| GOAL |
Copy the following data line for line, starting at the line that contains "For the photo above, indicate every instance of the green" and ending at the line that contains "column 353, row 310", with both of those lines included.

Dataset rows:
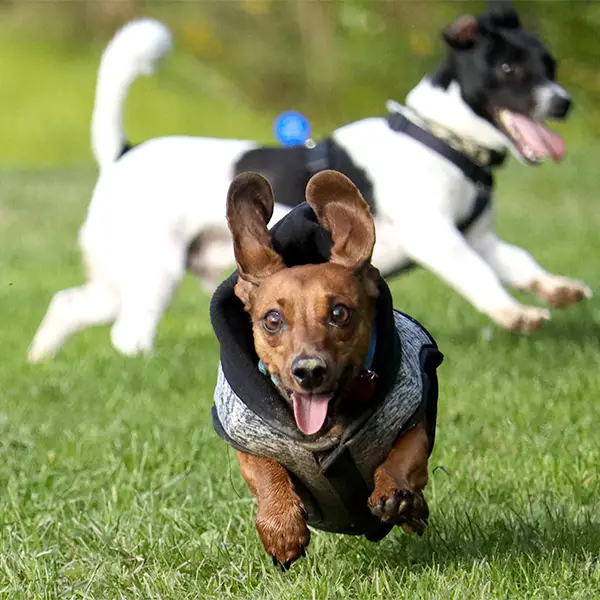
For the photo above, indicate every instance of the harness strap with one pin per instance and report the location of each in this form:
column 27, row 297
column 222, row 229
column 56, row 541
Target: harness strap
column 480, row 176
column 475, row 172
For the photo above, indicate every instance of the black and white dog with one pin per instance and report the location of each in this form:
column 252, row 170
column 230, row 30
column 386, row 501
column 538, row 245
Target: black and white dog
column 426, row 171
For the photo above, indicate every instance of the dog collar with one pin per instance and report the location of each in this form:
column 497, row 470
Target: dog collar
column 366, row 371
column 481, row 156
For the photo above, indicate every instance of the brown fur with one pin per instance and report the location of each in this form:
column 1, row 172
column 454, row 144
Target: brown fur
column 304, row 297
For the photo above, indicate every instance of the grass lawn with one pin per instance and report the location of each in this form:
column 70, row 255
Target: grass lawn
column 114, row 485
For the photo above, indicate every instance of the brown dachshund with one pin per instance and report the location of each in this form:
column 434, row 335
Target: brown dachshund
column 318, row 445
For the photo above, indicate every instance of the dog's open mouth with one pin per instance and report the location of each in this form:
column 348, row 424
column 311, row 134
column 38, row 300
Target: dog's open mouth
column 533, row 140
column 310, row 410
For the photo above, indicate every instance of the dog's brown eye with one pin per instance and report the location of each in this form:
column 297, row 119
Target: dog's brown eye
column 340, row 314
column 273, row 321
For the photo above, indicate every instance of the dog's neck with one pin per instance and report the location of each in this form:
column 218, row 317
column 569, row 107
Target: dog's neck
column 440, row 108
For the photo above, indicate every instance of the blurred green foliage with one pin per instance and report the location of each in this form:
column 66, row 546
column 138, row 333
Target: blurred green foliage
column 237, row 63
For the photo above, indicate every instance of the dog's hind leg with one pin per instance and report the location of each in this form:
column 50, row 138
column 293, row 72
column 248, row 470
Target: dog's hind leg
column 70, row 311
column 446, row 252
column 143, row 301
column 518, row 268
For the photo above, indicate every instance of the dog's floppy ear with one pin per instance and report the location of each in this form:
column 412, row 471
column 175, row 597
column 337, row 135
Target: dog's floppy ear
column 249, row 209
column 342, row 210
column 461, row 35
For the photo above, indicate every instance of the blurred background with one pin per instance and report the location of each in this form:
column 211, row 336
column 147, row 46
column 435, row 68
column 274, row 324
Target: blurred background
column 238, row 63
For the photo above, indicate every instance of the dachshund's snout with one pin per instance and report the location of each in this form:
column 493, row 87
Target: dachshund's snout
column 309, row 371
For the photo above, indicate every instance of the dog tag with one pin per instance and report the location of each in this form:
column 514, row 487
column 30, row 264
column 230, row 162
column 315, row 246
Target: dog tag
column 292, row 128
column 365, row 386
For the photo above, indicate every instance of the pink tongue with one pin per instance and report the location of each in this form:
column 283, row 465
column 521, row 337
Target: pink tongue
column 539, row 138
column 310, row 411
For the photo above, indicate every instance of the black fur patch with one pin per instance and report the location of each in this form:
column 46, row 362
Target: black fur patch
column 288, row 171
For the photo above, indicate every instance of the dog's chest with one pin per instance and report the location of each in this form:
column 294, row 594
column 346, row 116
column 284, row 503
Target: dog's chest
column 330, row 474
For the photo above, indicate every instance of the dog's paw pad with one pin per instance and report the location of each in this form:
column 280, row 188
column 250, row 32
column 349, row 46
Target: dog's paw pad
column 561, row 292
column 284, row 537
column 406, row 509
column 522, row 319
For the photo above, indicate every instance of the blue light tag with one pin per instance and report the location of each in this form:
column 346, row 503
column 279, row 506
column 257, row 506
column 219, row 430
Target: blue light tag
column 291, row 128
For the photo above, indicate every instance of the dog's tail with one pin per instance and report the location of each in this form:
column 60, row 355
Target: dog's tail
column 135, row 50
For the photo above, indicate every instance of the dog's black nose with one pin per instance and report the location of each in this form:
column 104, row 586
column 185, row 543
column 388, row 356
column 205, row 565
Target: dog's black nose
column 560, row 106
column 309, row 371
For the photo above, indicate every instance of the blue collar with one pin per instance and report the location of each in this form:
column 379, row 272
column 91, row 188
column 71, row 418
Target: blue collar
column 366, row 365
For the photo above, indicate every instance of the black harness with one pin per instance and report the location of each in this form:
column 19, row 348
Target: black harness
column 481, row 176
column 319, row 158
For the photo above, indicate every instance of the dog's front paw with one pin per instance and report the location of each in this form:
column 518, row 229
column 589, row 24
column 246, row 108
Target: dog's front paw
column 560, row 292
column 521, row 319
column 284, row 535
column 400, row 507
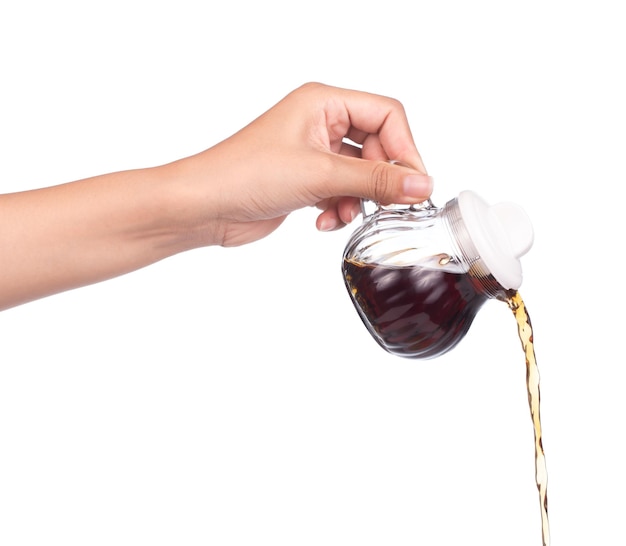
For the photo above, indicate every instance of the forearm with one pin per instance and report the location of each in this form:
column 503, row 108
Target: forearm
column 62, row 237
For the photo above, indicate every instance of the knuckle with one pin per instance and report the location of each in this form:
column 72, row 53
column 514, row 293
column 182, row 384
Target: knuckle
column 381, row 183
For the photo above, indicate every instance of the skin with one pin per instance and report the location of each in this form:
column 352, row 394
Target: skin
column 294, row 155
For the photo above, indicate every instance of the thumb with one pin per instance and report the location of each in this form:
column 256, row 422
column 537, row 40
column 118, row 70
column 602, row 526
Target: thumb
column 381, row 181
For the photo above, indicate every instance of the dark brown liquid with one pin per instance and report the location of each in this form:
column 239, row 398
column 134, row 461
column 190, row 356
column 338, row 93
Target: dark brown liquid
column 525, row 331
column 412, row 311
column 422, row 313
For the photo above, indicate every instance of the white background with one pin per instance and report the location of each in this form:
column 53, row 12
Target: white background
column 232, row 396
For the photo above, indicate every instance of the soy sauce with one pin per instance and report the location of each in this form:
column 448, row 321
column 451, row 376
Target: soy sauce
column 411, row 311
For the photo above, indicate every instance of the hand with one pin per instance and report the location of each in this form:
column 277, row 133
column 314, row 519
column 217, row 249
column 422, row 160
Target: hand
column 296, row 155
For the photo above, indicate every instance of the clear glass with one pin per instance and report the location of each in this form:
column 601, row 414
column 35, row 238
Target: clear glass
column 410, row 283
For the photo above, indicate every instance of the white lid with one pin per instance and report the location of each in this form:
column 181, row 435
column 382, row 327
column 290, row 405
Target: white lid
column 502, row 234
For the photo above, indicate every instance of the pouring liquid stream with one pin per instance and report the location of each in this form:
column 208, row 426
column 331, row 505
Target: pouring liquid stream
column 525, row 331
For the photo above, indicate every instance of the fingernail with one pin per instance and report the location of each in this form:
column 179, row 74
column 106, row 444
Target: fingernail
column 418, row 185
column 326, row 224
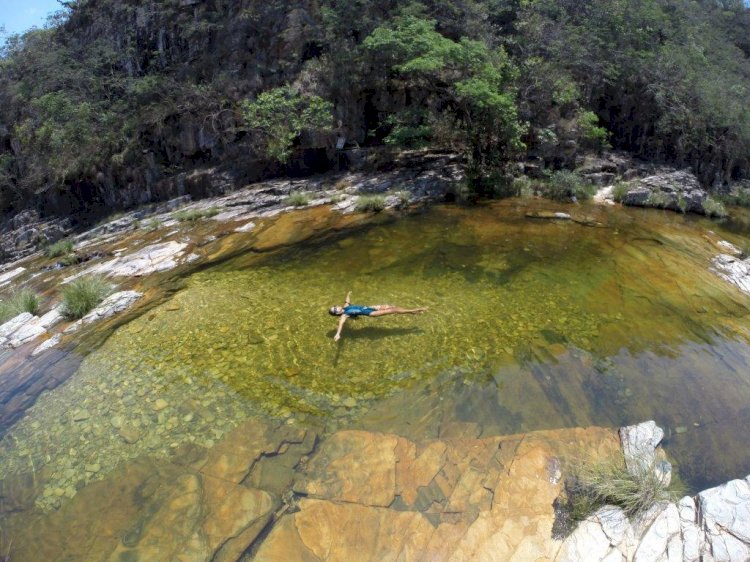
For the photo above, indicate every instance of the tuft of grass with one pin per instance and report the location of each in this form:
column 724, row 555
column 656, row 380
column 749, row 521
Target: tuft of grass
column 739, row 197
column 564, row 185
column 619, row 191
column 609, row 482
column 297, row 199
column 59, row 248
column 657, row 199
column 522, row 186
column 370, row 203
column 83, row 294
column 193, row 215
column 714, row 208
column 23, row 300
column 404, row 197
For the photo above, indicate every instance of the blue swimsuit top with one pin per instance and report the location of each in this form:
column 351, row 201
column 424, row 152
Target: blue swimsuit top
column 356, row 310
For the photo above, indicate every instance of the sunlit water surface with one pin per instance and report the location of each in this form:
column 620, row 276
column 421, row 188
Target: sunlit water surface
column 532, row 324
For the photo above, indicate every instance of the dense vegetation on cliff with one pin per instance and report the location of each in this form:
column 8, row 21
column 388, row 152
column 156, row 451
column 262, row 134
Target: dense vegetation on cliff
column 114, row 95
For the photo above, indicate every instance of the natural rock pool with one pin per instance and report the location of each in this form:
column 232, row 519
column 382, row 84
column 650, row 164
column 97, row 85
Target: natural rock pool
column 532, row 324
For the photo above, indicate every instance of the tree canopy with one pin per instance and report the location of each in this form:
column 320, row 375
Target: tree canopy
column 119, row 93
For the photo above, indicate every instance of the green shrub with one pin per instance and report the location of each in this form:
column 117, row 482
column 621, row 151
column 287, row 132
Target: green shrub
column 297, row 199
column 404, row 197
column 20, row 301
column 59, row 248
column 564, row 185
column 370, row 203
column 83, row 294
column 591, row 133
column 619, row 191
column 714, row 208
column 522, row 187
column 193, row 215
column 658, row 199
column 609, row 482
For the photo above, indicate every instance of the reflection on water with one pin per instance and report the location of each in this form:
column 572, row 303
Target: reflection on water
column 532, row 324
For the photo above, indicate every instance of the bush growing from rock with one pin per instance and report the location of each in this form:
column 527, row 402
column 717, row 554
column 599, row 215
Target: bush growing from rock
column 619, row 191
column 658, row 199
column 59, row 248
column 714, row 208
column 83, row 294
column 24, row 300
column 609, row 482
column 370, row 203
column 297, row 199
column 564, row 185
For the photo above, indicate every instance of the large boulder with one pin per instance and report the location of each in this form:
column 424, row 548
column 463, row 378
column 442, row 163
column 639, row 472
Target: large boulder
column 673, row 190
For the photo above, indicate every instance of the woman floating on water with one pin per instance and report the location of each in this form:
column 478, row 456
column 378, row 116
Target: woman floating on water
column 353, row 310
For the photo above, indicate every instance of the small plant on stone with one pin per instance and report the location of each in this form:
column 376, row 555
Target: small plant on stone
column 297, row 199
column 522, row 187
column 83, row 294
column 610, row 482
column 564, row 185
column 23, row 300
column 658, row 199
column 619, row 191
column 404, row 197
column 714, row 208
column 193, row 215
column 370, row 203
column 59, row 248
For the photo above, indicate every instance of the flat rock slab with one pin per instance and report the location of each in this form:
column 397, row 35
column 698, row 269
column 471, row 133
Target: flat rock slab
column 150, row 259
column 113, row 304
column 48, row 344
column 15, row 324
column 734, row 270
column 371, row 496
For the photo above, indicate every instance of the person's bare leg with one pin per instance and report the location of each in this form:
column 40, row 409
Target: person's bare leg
column 397, row 310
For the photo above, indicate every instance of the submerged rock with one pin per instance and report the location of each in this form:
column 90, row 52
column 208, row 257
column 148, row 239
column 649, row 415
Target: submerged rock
column 639, row 443
column 113, row 304
column 734, row 270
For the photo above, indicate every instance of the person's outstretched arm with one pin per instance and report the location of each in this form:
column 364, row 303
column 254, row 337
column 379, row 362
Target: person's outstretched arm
column 337, row 337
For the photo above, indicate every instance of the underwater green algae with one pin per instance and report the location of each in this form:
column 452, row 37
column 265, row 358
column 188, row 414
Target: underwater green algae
column 499, row 290
column 532, row 324
column 264, row 329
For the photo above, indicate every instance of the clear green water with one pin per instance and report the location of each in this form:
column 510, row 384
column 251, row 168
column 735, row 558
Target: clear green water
column 532, row 324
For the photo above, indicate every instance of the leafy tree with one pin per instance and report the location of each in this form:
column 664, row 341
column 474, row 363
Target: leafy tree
column 280, row 116
column 464, row 81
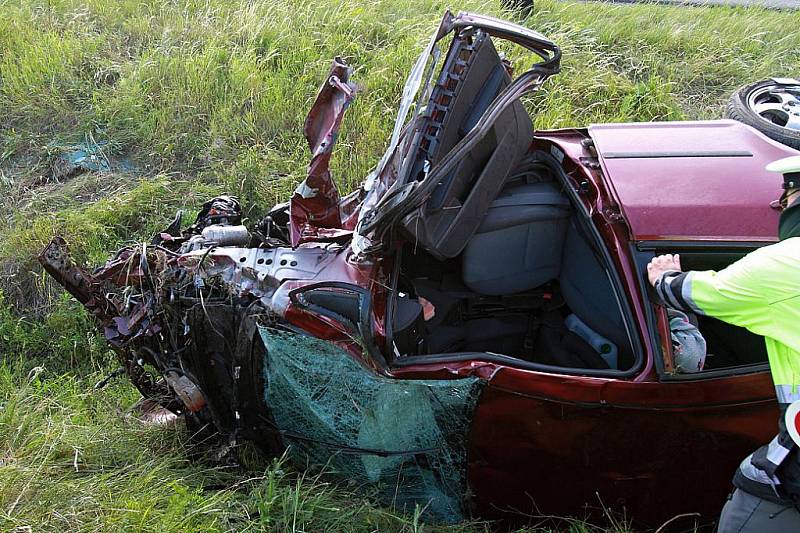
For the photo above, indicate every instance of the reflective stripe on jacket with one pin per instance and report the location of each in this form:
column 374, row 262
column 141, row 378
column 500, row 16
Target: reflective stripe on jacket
column 760, row 292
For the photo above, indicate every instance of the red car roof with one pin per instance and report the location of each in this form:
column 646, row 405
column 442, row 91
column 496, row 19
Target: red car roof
column 692, row 180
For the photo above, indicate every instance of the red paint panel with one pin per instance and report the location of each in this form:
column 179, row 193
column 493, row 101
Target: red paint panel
column 722, row 197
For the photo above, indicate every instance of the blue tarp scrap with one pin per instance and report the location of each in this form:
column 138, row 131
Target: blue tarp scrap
column 404, row 439
column 87, row 156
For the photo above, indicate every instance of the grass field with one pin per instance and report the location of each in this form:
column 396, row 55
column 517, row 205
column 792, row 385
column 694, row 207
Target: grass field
column 192, row 98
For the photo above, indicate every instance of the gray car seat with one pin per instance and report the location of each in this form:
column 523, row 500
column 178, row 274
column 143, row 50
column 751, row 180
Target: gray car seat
column 518, row 245
column 589, row 294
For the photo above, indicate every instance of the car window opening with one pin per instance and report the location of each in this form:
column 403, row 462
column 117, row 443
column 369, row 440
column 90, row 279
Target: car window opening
column 727, row 346
column 529, row 285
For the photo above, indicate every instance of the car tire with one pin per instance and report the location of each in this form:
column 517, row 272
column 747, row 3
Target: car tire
column 770, row 106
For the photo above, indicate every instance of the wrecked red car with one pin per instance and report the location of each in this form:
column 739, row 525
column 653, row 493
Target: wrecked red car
column 418, row 336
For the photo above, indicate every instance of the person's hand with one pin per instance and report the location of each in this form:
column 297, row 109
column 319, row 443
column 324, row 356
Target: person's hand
column 661, row 264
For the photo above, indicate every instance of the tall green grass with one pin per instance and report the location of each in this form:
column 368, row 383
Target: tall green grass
column 198, row 97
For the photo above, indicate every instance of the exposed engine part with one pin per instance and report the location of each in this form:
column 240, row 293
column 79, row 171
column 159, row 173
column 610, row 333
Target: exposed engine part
column 224, row 235
column 186, row 390
column 224, row 210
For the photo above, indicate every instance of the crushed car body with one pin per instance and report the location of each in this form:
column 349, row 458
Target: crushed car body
column 468, row 331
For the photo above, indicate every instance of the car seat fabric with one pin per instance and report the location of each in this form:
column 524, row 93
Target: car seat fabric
column 518, row 245
column 588, row 291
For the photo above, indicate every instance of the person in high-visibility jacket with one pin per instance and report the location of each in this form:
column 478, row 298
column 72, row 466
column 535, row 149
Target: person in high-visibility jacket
column 760, row 292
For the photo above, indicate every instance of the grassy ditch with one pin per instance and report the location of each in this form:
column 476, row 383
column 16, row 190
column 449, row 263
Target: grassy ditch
column 191, row 98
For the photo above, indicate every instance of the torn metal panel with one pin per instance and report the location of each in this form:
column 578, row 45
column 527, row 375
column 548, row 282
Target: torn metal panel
column 408, row 438
column 315, row 202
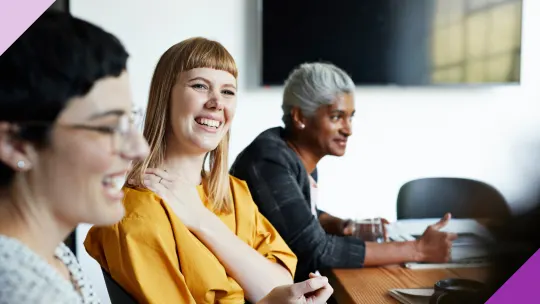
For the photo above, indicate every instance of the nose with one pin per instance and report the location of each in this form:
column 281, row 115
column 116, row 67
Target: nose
column 136, row 147
column 346, row 130
column 215, row 101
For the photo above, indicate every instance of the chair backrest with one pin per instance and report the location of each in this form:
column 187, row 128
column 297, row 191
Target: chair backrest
column 464, row 198
column 117, row 294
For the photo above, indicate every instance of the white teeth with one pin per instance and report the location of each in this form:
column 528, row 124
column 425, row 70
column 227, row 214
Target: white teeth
column 209, row 122
column 116, row 182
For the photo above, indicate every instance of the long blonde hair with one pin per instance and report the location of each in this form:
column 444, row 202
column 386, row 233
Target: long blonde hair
column 189, row 54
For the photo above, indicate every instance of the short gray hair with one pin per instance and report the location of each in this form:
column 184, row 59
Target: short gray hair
column 313, row 85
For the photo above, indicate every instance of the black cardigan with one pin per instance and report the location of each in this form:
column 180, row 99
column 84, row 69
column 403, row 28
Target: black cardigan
column 279, row 184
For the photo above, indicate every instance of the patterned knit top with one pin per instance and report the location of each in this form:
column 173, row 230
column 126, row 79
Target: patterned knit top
column 25, row 277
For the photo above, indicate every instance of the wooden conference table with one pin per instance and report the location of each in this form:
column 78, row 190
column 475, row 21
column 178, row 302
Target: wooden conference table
column 371, row 285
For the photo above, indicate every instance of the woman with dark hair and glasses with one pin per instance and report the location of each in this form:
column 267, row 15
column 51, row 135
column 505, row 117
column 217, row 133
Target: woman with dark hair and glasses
column 66, row 142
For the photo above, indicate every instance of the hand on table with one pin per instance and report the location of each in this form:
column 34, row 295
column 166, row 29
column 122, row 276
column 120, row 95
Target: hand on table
column 434, row 245
column 316, row 290
column 350, row 227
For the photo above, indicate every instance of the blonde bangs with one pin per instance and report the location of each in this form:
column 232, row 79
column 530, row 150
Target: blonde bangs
column 204, row 53
column 189, row 54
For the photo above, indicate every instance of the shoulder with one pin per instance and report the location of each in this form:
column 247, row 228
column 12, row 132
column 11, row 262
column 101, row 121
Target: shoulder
column 24, row 278
column 269, row 146
column 145, row 213
column 243, row 201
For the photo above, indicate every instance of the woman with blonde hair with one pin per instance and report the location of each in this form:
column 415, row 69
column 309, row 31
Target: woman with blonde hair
column 192, row 235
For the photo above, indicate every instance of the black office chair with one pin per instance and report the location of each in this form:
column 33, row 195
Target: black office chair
column 464, row 198
column 117, row 294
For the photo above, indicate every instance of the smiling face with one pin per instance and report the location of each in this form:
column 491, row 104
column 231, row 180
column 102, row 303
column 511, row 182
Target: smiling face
column 203, row 103
column 329, row 129
column 81, row 171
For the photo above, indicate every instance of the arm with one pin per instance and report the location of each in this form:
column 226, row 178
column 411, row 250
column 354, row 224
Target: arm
column 141, row 257
column 331, row 224
column 256, row 274
column 280, row 199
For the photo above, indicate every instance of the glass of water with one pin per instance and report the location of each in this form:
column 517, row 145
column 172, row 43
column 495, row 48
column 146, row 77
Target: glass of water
column 369, row 230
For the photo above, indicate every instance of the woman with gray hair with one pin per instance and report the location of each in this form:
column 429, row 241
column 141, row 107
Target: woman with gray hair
column 279, row 167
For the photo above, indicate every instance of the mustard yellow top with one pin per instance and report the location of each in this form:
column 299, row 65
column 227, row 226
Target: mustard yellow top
column 153, row 255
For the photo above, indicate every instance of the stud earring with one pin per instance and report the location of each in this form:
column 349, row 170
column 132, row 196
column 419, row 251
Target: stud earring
column 21, row 164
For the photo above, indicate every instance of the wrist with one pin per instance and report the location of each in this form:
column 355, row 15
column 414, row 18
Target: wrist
column 417, row 254
column 343, row 224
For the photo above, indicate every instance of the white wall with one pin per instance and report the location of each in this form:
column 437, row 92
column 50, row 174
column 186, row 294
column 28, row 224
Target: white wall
column 484, row 133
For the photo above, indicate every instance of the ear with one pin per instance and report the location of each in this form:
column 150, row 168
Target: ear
column 14, row 152
column 298, row 119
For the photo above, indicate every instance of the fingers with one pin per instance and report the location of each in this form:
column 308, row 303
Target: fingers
column 451, row 236
column 310, row 285
column 154, row 182
column 322, row 295
column 442, row 223
column 159, row 172
column 348, row 230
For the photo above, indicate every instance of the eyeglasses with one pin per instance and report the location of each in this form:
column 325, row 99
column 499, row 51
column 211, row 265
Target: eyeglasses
column 121, row 134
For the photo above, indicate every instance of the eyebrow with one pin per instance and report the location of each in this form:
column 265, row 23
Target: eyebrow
column 337, row 111
column 207, row 81
column 116, row 112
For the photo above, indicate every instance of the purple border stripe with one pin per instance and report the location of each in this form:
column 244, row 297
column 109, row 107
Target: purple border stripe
column 522, row 287
column 15, row 18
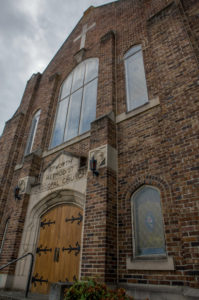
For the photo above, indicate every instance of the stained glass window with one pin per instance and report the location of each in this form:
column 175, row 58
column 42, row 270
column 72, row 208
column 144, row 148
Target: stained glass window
column 77, row 102
column 136, row 88
column 32, row 132
column 4, row 236
column 148, row 222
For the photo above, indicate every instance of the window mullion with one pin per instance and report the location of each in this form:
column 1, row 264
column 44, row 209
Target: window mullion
column 80, row 117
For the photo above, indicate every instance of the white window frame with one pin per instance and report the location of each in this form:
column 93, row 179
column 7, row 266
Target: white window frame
column 134, row 229
column 131, row 101
column 69, row 96
column 32, row 132
column 4, row 235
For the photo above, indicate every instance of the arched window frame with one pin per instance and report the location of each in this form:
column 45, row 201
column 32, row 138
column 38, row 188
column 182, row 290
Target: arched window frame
column 4, row 235
column 136, row 87
column 64, row 128
column 32, row 132
column 155, row 253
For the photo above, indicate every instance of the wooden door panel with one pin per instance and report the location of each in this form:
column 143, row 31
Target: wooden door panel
column 61, row 228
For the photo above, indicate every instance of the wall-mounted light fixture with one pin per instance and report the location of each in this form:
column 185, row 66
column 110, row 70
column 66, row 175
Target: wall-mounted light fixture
column 16, row 193
column 93, row 166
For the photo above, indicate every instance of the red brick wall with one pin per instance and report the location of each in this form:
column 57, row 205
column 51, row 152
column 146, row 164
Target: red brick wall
column 157, row 147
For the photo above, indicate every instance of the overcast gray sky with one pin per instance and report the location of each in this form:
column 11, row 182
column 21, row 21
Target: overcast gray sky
column 31, row 32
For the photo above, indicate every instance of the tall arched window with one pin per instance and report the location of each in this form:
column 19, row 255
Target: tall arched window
column 4, row 236
column 77, row 102
column 147, row 222
column 136, row 89
column 32, row 132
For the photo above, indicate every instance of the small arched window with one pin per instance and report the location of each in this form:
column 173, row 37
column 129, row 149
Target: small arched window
column 4, row 236
column 77, row 102
column 32, row 132
column 136, row 88
column 147, row 222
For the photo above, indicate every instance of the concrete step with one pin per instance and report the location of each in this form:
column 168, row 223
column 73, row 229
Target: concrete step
column 20, row 295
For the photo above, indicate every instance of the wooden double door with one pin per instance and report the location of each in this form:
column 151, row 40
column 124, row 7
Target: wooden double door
column 58, row 248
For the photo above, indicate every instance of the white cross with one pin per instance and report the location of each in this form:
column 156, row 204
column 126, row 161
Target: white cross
column 83, row 35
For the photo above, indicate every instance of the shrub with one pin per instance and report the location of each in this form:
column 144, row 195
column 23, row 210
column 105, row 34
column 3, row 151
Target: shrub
column 92, row 290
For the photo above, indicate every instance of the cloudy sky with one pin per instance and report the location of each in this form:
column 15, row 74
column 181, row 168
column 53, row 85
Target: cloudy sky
column 31, row 32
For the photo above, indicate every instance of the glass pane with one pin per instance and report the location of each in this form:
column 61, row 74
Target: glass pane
column 88, row 106
column 60, row 123
column 148, row 222
column 66, row 87
column 78, row 76
column 135, row 80
column 32, row 133
column 91, row 70
column 73, row 115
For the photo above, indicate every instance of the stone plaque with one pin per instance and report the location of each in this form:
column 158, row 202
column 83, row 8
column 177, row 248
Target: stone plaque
column 63, row 172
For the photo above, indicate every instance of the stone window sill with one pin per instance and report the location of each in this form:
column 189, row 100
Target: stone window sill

| EXPECTED OUTPUT |
For the photo above, indicate every instance of the green shrub with one pin per instance and report the location of each in this form:
column 117, row 482
column 621, row 151
column 287, row 132
Target: green shrub
column 297, row 199
column 404, row 197
column 20, row 301
column 59, row 248
column 564, row 185
column 370, row 203
column 83, row 294
column 591, row 133
column 619, row 191
column 714, row 208
column 522, row 187
column 193, row 215
column 658, row 199
column 609, row 482
For the photo above, indicate every instance of the reflection on water with one pin per instance and report the location of each in this form:
column 572, row 303
Target: reflection on water
column 532, row 324
For the photo above, indicate every instance of the bush growing from rock with one pin per instance and report the location of each in this form:
column 527, row 402
column 717, row 554
column 599, row 215
Target: bush growing from rock
column 619, row 191
column 658, row 199
column 59, row 248
column 714, row 208
column 83, row 294
column 24, row 300
column 609, row 482
column 370, row 203
column 297, row 199
column 564, row 185
For the photo above, indicate every instance of the large boulder with one pin per instance and report the location of each in this form:
column 424, row 548
column 463, row 378
column 442, row 163
column 639, row 472
Target: large boulder
column 673, row 190
For the photo above, indicate every instance of the woman floating on water with one pin per instance and report the location of each in this form:
column 478, row 456
column 378, row 116
Target: woman floating on water
column 353, row 310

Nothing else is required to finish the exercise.